━━━━━ PASSAGE ━━━━━

I can assure the noble Lord and the House that the Government adhere to the educational programme they laid down at the last General Election. I have tried to show that no inconsiderable progress has been made in carrying out this programme, but it is impossible to express any definite opinion as to an educational policy beyond the commitments which have already been dealt with until the Government have had an opportunity of considering the revised estimates of local education authorities for the ensuing year. These estimates, as I have said already, have not all been received. A large number have been received, and they are constantly coming in, but until the Board of Education are in a position to consider these revised estimates the Government are unable to decide upon the details of their policy for 1926–27. That, I think, shows that the Government are in close touch with local education authorities and are consulting them with the greatest freedom before they settle on a policy.

As the noble Lord has said, we are faced to-day, as everyone is aware, by a demand for economy in all directions, and while the Government are firmly determined to carry out the programme it has laid down in regard to educational reform, it cannot allow itself to drift into vague commitments without consideration of the cost and without considering and exploring any economy which it is desirable to make in the existing services. I cannot, I am afraid, elaborate or give your Lordships any information of the future educational policy for those reasons, but, as I have said, the replies from the various educational authorities will shortly be at hand, they will be considered by the Government and, when that has been done, we shall be in a position to give your Lordships further information on this subject.

━━━━━ LISTED ENTRIES ━━━━━

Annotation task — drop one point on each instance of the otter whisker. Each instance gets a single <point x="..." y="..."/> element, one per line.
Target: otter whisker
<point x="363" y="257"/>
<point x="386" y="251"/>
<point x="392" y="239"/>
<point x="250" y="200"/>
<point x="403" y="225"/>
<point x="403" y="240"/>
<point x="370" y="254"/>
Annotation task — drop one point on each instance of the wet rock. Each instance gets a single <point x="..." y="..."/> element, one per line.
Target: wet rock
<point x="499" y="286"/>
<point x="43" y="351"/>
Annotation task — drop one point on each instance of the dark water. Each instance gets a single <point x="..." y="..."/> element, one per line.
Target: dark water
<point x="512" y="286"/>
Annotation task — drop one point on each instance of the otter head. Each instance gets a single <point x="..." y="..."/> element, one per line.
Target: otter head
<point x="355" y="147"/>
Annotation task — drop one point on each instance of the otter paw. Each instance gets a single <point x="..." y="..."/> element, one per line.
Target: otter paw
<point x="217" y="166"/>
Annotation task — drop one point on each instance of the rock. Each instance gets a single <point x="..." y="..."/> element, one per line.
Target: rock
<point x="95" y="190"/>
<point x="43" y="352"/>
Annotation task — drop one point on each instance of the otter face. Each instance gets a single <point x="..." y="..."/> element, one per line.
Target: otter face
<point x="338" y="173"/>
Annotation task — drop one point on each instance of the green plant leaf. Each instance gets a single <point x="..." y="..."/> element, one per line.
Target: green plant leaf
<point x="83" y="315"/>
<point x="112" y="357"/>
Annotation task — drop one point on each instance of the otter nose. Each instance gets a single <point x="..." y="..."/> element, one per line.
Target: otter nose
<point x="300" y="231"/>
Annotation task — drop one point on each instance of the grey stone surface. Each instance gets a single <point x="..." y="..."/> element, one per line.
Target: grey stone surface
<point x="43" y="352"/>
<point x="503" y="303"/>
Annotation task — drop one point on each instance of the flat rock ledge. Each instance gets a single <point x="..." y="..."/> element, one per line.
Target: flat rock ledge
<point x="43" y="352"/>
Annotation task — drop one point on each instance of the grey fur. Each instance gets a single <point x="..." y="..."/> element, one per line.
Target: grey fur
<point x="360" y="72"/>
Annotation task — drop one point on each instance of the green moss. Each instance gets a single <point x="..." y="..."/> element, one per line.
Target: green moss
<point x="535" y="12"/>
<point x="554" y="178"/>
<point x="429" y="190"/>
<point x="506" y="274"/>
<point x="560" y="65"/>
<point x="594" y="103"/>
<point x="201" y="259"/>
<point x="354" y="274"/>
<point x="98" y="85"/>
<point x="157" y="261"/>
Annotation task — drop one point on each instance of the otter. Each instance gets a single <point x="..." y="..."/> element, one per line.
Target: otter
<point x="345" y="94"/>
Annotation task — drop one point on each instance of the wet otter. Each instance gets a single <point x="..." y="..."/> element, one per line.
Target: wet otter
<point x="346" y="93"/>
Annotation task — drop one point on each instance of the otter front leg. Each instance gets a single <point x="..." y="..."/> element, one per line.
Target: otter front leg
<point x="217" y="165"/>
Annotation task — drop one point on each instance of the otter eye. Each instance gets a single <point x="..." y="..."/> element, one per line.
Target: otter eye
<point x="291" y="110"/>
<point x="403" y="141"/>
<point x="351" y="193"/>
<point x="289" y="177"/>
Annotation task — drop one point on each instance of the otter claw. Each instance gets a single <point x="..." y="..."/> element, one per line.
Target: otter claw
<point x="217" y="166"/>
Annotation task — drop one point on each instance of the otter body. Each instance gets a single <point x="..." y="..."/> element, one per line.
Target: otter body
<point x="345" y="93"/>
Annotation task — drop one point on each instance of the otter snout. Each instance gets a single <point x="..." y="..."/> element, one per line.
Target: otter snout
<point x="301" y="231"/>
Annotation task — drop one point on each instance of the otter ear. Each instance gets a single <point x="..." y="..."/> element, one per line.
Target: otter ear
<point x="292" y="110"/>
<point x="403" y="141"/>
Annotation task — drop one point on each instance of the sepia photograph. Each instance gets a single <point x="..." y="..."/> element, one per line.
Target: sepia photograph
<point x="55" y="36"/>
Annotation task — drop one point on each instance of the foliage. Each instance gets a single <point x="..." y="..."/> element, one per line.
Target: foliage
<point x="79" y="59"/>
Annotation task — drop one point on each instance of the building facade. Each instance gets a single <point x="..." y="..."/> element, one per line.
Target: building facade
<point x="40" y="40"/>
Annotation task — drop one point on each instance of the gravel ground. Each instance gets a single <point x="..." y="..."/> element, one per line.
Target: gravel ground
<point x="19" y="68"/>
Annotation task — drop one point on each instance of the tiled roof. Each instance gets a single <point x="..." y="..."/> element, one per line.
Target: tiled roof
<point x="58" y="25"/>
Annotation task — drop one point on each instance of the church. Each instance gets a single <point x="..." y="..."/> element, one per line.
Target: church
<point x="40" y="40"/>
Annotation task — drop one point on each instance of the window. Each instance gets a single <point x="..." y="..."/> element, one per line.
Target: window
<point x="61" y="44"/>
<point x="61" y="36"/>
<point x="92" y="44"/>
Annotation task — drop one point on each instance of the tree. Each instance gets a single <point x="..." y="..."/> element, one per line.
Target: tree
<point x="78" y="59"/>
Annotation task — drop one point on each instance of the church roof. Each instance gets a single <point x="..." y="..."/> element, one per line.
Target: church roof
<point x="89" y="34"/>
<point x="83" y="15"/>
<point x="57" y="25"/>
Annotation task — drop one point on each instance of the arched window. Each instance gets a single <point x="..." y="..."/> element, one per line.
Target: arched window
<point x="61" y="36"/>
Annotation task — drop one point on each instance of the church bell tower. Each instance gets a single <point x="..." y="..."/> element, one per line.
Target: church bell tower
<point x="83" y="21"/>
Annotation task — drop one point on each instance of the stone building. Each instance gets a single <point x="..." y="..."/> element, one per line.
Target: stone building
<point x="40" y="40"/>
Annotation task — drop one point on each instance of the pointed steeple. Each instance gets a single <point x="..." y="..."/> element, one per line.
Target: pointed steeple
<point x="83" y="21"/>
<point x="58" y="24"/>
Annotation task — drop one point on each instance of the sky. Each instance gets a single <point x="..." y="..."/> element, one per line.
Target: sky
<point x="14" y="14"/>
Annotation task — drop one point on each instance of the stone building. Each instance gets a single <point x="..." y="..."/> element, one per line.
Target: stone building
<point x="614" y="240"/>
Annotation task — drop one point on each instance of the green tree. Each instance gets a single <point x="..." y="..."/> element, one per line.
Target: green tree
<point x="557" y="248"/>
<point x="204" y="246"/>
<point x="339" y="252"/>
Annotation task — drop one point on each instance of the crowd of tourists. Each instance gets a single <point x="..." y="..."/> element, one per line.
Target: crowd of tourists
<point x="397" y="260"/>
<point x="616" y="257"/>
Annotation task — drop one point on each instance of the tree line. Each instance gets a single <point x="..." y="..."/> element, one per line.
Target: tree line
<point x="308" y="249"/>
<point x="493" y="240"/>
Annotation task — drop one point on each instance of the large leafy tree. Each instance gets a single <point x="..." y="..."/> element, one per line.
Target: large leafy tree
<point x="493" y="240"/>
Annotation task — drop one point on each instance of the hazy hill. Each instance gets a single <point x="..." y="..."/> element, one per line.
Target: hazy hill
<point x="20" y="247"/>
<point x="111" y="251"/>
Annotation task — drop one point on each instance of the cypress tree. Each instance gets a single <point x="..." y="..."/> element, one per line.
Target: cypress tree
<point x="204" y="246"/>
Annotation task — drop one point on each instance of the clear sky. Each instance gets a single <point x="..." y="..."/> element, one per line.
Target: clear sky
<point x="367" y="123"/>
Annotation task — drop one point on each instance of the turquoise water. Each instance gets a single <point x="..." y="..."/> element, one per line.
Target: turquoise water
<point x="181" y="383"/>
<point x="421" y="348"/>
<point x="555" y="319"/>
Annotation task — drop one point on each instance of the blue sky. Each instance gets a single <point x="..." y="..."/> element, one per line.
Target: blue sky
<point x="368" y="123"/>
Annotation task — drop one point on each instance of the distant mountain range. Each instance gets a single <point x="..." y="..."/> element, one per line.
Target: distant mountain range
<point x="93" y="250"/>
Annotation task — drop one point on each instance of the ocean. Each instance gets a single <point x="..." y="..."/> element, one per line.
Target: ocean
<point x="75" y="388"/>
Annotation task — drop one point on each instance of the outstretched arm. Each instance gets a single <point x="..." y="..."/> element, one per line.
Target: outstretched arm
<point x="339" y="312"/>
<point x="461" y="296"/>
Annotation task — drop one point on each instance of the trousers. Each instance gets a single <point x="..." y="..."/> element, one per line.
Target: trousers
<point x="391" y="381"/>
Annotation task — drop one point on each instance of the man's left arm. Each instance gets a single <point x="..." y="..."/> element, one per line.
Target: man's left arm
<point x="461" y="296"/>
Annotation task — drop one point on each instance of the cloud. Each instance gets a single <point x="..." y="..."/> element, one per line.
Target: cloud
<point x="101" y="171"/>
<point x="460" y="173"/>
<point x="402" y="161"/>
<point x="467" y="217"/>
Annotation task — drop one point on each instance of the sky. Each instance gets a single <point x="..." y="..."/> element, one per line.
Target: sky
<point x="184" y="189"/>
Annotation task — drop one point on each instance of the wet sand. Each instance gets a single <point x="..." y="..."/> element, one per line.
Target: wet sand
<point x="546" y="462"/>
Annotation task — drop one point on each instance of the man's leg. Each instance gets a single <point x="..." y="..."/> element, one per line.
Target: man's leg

━━━━━

GIVEN INSTRUCTION A ▸ List each distinct capitalized word or name in the speech on education policy that does not begin a sentence, leaving out the pronoun "I".
GIVEN INSTRUCTION B ▸ Print the part of the speech on education policy from "As the noble" to "on this subject.".
GIVEN INSTRUCTION C ▸ Continue the speech on education policy from its last sentence.

REPLY A ▸ Lord, House, Government, General Election, Board of Education, Lordships

REPLY B ▸
As the noble Lord has said, we are faced to-day, as everyone is aware, by a demand for economy in all directions, and while the Government are firmly determined to carry out the programme it has laid down in regard to educational reform, it cannot allow itself to drift into vague commitments without consideration of the cost and without considering and exploring any economy which it is desirable to make in the existing services. I cannot, I am afraid, elaborate or give your Lordships any information of the future educational policy for those reasons, but, as I have said, the replies from the various educational authorities will shortly be at hand, they will be considered by the Government and, when that has been done, we shall be in a position to give your Lordships further information on this subject.

REPLY C ▸
VISCOUNT HALDANE

My Lords, I listened to the speech of the noble Earl with the keenest attention. He gets up his facts so carefully and accurately that I felt sure that, whatever there was to be said, he would say it. Having listened, I have now to confess that I have listened with the deepest disappointment. My noble friend Lord Gorell put down a Motion the purpose of which was to bring out his view that the Government had embarked upon their present policy without sufficient investigation and knowledge. He gave reasons for taking that view, and he suggested a remedy. The course of the discussion has directed attention lo the state of things rather than to the remedy. We have not got so far as the remedy.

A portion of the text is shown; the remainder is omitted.